#### SOURCE DOCUMENT:
866 Prime Palindrome

Find the smallest prime palindrome greater than or equal to N.
Recall that a number is prime if it's only divisors are 1 and itself, and it is greater than 1.
For example, 2,3,5,7,11 and 13 are primes.
Recall that a number is a palindrome if it reads the same from left to right as it does from right to left.
For example, 12321 is a palindrome.

• 對偶數位的palindrome，一定能夠被11整除，除了11本身以外，都不是prime。所以只考慮奇數位的palindrome。滿足條件的兩位數且是prime的palindrome只有11，接下去考慮三位數，五位數，etc
• 生成所有奇數位的palindrome，如果它比N大且是prime，返回

class Solution {
    public int primePalindrome(int N) {
        if (N >= 8 && N <= 11) return 11;
        for (int i=1; i<100000; i++) {
            String x = Integer.toString(i);
            String y = new StringBuilder(x).reverse().toString().substring(1);
            int out = Integer.parseInt(x + y);
            if (out >= N && isPrime(out)) return out;
        }
        return -1;
    }
    public boolean isPrime(int x) {
        if (x < 2 || x % 2 == 0) return x == 2;
        for (int i = 3; i * i <= x; i += 2)
            if (x % i == 0) return false;
        return true;
    }
}

276 Palindrome Permutation II

• Sort the array "int[] nums" to make sure we can skip the same value.
• When a number has the same value with its previous, we can use this number only if his previous is used

private void backtracking(List<String> res, String path, String base, boolean[] used, String mid) {
    if (path.length() == base.length()) {
        String toAdd = path + mid + new StringBuilder(path).reverse().toString();
        res.add(toAdd);
    }
    for (int i=0; i<base.length(); i++) {
        if (used[i]) continue;
        if (i > 0 && base.charAt(i) == base.charAt(i-1) && !used[i-1]) continue;
        used[i] = true;
        path += Character.toString(base.charAt(i));
        backtracking(res, path, base, used, mid);
        used[i] = false;
        path = path.substring(0, path.length() - 1);
    }
}

131 Palindrome Partitioning

Given a string s, partition s such that every substring of the partition is a palindrome.
Return all possible palindrome partitioning of s.

Saved entries
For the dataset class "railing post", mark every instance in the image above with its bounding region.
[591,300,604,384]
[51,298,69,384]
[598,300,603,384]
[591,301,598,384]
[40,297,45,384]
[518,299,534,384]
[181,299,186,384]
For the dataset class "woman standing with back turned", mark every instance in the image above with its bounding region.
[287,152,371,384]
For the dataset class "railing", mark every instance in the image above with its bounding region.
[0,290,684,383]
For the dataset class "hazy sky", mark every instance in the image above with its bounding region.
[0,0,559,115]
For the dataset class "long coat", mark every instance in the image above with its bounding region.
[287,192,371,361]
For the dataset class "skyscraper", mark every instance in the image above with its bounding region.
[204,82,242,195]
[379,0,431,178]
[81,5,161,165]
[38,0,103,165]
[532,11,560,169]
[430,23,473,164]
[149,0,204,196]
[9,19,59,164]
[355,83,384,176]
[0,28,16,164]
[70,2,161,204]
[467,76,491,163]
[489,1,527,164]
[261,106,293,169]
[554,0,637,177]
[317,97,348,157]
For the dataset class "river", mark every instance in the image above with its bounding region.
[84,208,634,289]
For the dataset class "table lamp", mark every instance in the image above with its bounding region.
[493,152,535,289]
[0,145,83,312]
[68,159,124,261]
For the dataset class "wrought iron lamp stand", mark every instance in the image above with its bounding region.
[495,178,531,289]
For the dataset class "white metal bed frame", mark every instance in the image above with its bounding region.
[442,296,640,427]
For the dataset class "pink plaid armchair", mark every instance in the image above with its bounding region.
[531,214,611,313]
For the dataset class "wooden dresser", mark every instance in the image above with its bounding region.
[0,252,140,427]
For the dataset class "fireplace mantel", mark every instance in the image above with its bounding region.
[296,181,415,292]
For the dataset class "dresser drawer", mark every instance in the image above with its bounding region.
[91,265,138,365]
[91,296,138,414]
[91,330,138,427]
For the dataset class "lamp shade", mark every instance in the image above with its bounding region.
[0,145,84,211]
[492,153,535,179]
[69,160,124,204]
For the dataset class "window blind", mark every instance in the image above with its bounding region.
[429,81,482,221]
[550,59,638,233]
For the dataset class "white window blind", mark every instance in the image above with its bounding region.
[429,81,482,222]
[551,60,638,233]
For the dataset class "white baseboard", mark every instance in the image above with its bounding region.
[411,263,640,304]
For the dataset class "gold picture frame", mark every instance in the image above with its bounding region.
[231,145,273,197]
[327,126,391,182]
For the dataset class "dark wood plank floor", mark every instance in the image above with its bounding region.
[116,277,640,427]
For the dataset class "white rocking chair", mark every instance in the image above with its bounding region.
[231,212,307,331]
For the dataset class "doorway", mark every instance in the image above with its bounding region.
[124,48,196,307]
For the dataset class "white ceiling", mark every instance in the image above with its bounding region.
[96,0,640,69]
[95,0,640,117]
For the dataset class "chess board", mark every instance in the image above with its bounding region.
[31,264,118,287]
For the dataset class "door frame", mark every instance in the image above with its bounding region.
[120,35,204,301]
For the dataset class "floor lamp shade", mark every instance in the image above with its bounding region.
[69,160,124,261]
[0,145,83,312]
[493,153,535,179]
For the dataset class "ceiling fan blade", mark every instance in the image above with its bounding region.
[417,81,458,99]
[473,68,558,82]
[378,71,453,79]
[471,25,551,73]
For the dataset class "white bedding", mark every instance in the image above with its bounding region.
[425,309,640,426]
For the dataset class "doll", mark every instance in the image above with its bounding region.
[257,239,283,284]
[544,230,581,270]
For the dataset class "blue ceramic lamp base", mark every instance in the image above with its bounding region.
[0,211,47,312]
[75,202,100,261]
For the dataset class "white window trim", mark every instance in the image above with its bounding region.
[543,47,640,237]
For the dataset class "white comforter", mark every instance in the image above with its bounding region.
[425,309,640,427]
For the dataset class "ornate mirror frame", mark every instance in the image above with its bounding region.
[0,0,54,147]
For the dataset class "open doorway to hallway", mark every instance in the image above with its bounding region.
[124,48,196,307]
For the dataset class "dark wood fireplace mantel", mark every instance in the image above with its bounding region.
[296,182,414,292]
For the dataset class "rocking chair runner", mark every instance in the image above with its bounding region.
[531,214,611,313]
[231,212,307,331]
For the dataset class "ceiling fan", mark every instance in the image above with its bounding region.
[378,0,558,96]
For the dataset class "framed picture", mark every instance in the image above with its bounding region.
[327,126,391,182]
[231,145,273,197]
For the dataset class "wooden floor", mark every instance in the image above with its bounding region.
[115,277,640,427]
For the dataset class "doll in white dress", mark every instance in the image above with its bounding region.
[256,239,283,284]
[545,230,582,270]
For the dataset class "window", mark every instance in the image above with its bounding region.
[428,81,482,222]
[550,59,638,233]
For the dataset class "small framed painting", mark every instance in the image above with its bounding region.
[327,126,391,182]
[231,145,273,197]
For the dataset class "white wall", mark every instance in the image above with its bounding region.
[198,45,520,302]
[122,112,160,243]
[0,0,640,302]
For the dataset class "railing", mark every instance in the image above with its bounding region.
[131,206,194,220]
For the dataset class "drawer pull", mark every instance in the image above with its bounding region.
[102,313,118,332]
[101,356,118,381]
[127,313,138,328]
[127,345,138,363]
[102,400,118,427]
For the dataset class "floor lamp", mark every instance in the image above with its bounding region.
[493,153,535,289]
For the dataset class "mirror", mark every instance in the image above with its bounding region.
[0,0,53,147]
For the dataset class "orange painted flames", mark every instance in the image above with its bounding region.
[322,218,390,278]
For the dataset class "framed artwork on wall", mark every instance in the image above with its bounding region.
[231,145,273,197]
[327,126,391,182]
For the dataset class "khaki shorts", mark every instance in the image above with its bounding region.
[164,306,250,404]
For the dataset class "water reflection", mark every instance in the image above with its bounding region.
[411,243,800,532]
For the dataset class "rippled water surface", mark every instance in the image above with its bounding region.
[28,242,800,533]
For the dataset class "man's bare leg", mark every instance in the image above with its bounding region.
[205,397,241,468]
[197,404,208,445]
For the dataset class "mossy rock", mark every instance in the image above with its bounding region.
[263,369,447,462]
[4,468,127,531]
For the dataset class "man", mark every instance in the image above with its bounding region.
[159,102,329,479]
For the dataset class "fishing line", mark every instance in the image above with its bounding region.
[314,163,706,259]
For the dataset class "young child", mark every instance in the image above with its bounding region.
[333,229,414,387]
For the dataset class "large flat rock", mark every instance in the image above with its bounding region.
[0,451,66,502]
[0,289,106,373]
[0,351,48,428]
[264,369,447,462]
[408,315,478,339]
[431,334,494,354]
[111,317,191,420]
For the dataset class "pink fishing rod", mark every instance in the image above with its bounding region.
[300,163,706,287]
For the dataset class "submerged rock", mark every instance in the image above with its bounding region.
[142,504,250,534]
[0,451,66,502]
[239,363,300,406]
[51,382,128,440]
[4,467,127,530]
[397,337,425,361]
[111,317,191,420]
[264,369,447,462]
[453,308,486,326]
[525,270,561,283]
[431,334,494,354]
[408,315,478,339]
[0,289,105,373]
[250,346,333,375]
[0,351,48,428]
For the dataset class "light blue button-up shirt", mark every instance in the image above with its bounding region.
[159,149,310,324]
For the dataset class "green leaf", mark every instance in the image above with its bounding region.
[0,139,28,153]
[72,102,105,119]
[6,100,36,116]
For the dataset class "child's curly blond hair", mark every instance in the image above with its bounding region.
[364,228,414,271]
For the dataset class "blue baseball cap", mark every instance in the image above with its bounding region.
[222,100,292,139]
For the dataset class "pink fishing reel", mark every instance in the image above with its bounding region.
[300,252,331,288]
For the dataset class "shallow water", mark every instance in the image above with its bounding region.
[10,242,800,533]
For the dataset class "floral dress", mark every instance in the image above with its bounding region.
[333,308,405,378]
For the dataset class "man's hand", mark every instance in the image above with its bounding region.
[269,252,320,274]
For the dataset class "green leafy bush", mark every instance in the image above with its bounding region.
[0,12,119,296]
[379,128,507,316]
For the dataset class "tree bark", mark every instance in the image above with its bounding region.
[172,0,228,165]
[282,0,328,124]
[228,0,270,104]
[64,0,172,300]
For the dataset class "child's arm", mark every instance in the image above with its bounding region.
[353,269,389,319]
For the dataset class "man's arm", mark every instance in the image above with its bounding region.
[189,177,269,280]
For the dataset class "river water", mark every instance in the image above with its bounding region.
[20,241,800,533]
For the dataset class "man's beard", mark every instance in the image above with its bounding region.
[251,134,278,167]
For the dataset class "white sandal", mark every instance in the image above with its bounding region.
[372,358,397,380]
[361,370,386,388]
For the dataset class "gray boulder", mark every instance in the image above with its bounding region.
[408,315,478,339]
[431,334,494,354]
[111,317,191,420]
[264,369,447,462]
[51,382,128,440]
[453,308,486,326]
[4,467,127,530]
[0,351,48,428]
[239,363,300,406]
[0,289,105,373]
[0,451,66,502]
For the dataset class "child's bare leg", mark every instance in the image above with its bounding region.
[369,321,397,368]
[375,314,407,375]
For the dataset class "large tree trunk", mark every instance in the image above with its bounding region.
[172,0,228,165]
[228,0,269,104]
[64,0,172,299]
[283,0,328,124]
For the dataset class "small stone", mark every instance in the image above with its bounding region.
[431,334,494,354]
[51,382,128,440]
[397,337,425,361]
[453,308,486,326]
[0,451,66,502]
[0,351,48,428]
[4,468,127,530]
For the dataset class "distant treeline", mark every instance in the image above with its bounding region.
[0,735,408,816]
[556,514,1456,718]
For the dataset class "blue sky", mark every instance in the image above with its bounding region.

#### JOB 1:
Summarize the palindrome notes in two sentences.
#### JOB 2:
Print the stretch of the palindrome notes from "For example, 2,3,5,7,11" through "12321 is a palindrome.".
None of the entries are needed here.

#### EXPECTED OUTPUT 1:
The palindrome notes cover three problems: finding the smallest prime palindrome greater than or equal to N, Palindrome Permutation II (handled with a backtracking method that skips repeated values), and partitioning a string so that every substring is a palindrome. For the prime palindrome problem, the code returns 11 when N is from 8 through 11 and otherwise builds odd-length palindromes from increasing integers, returning the first one that is at least N and prime.

#### EXPECTED OUTPUT 2:
For example, 2,3,5,7,11 and 13 are primes.
Recall that a number is a palindrome if it reads the same from left to right as it does from right to left.
For example, 12321 is a palindrome.